RECORDS TO PROCESS =>
>>>

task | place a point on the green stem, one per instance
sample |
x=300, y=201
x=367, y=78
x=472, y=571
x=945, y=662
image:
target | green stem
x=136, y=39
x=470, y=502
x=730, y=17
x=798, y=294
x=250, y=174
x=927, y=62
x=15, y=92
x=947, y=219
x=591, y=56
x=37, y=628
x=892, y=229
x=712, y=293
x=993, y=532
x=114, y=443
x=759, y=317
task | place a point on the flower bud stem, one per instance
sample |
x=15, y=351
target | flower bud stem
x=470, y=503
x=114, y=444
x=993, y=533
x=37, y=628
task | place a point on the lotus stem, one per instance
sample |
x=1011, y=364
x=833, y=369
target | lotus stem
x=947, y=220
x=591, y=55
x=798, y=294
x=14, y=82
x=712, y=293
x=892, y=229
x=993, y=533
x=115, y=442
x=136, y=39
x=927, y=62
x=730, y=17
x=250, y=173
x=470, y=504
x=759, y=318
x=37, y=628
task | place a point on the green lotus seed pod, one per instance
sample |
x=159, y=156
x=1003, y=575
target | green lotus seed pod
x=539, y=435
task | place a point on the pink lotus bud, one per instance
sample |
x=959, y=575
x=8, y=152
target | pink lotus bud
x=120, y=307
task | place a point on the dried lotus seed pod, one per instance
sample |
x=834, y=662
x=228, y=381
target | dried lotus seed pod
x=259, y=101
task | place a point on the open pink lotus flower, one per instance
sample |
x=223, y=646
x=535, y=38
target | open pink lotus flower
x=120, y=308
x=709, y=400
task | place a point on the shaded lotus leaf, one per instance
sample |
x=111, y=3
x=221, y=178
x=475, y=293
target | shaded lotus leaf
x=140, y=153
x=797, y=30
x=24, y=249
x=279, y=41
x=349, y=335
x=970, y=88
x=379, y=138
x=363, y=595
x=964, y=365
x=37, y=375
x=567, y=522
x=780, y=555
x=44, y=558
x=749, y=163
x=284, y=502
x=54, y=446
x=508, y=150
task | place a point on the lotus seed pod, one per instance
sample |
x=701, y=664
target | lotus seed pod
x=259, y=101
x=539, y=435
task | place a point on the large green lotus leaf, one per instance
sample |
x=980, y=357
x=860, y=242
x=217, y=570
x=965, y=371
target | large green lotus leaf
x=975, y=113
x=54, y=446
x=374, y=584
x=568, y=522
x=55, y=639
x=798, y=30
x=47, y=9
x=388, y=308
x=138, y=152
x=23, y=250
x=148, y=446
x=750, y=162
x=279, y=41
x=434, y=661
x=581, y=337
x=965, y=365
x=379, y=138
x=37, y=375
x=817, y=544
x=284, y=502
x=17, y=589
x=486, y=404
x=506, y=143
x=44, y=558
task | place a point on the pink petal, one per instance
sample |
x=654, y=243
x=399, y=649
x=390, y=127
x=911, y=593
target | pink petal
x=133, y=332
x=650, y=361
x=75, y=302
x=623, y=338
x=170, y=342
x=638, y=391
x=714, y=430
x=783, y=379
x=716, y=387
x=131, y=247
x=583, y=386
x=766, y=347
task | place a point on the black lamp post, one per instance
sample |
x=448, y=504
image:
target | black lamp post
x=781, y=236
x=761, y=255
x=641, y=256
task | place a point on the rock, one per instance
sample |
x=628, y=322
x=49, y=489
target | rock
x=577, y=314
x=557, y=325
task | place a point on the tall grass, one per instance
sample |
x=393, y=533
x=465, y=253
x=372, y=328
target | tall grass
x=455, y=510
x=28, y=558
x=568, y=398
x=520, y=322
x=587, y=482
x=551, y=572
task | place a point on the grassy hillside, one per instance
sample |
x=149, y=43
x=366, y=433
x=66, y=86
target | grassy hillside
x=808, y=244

<<<

PROBLEM DETAILS => Update the listing above by changing every "place a point on" to "mark". Leave everything else unchanged.

WRITTEN ANSWER =>
task | mark the green stem, one per instance
sample |
x=300, y=201
x=367, y=78
x=472, y=571
x=945, y=662
image:
target | green stem
x=136, y=39
x=470, y=502
x=730, y=17
x=798, y=294
x=250, y=174
x=927, y=62
x=15, y=92
x=947, y=219
x=591, y=56
x=37, y=628
x=892, y=229
x=712, y=293
x=993, y=532
x=114, y=443
x=759, y=317
task | mark the flower bud stem, one per instance
sample |
x=15, y=351
target | flower bud stem
x=470, y=503
x=114, y=444
x=993, y=533
x=37, y=628
task | mark the lotus stem, one per instance
sample |
x=1011, y=364
x=833, y=369
target | lotus stem
x=947, y=220
x=591, y=55
x=798, y=294
x=14, y=82
x=712, y=293
x=892, y=229
x=993, y=533
x=115, y=442
x=136, y=39
x=927, y=62
x=730, y=17
x=250, y=173
x=470, y=504
x=759, y=318
x=37, y=628
task | mark the green lotus seed pod, one per instance
sample |
x=159, y=156
x=1003, y=575
target | green lotus seed pod
x=539, y=435
task | mark the pink lotus bud, one per instance
sample |
x=959, y=575
x=8, y=152
target | pink lotus bud
x=120, y=307
task | mark the dried lotus seed pod, one per instance
sample |
x=834, y=662
x=228, y=381
target | dried lotus seed pod
x=259, y=101
task | mark the open pink lotus flower, one per instance
sample |
x=223, y=646
x=535, y=38
target | open pink lotus flower
x=120, y=308
x=709, y=400
task | mark the shaded lotus leaf, one per instance
sample |
x=111, y=3
x=221, y=178
x=475, y=293
target | shaded lotus leaf
x=140, y=153
x=797, y=30
x=24, y=249
x=279, y=41
x=349, y=335
x=970, y=88
x=379, y=138
x=363, y=595
x=964, y=365
x=37, y=375
x=567, y=522
x=780, y=555
x=44, y=558
x=749, y=163
x=284, y=502
x=54, y=446
x=508, y=150
task | mark the lotus seed pod, one per instance
sample |
x=701, y=664
target | lotus seed pod
x=259, y=101
x=539, y=435
task | mark the large green lotus leaf, one per instance
sample |
x=980, y=357
x=860, y=242
x=217, y=570
x=965, y=371
target | large green lotus leaf
x=975, y=113
x=54, y=446
x=374, y=584
x=568, y=522
x=55, y=639
x=798, y=30
x=47, y=9
x=388, y=308
x=138, y=152
x=23, y=250
x=148, y=446
x=750, y=162
x=279, y=41
x=434, y=661
x=581, y=337
x=965, y=365
x=379, y=138
x=37, y=375
x=817, y=544
x=284, y=502
x=17, y=589
x=486, y=404
x=506, y=143
x=44, y=558
task | mark the pink petal, one per instance
sample |
x=654, y=243
x=399, y=649
x=390, y=127
x=911, y=593
target | pink petal
x=133, y=332
x=650, y=361
x=75, y=302
x=623, y=338
x=170, y=342
x=638, y=391
x=714, y=430
x=783, y=379
x=716, y=387
x=131, y=247
x=583, y=386
x=766, y=347
task | mark the black lamp post, one per instance
sample |
x=448, y=504
image:
target | black lamp post
x=781, y=236
x=761, y=255
x=641, y=256
task | mark the rock, one per instance
sample |
x=628, y=322
x=49, y=489
target | rock
x=577, y=314
x=557, y=325
task | mark the tall grass, one per instance
sample |
x=393, y=533
x=465, y=253
x=372, y=328
target | tall grass
x=455, y=510
x=28, y=558
x=568, y=398
x=520, y=322
x=587, y=482
x=551, y=572
task | mark the grassy hillside, one per instance
sample |
x=149, y=43
x=366, y=433
x=66, y=86
target | grassy hillside
x=808, y=244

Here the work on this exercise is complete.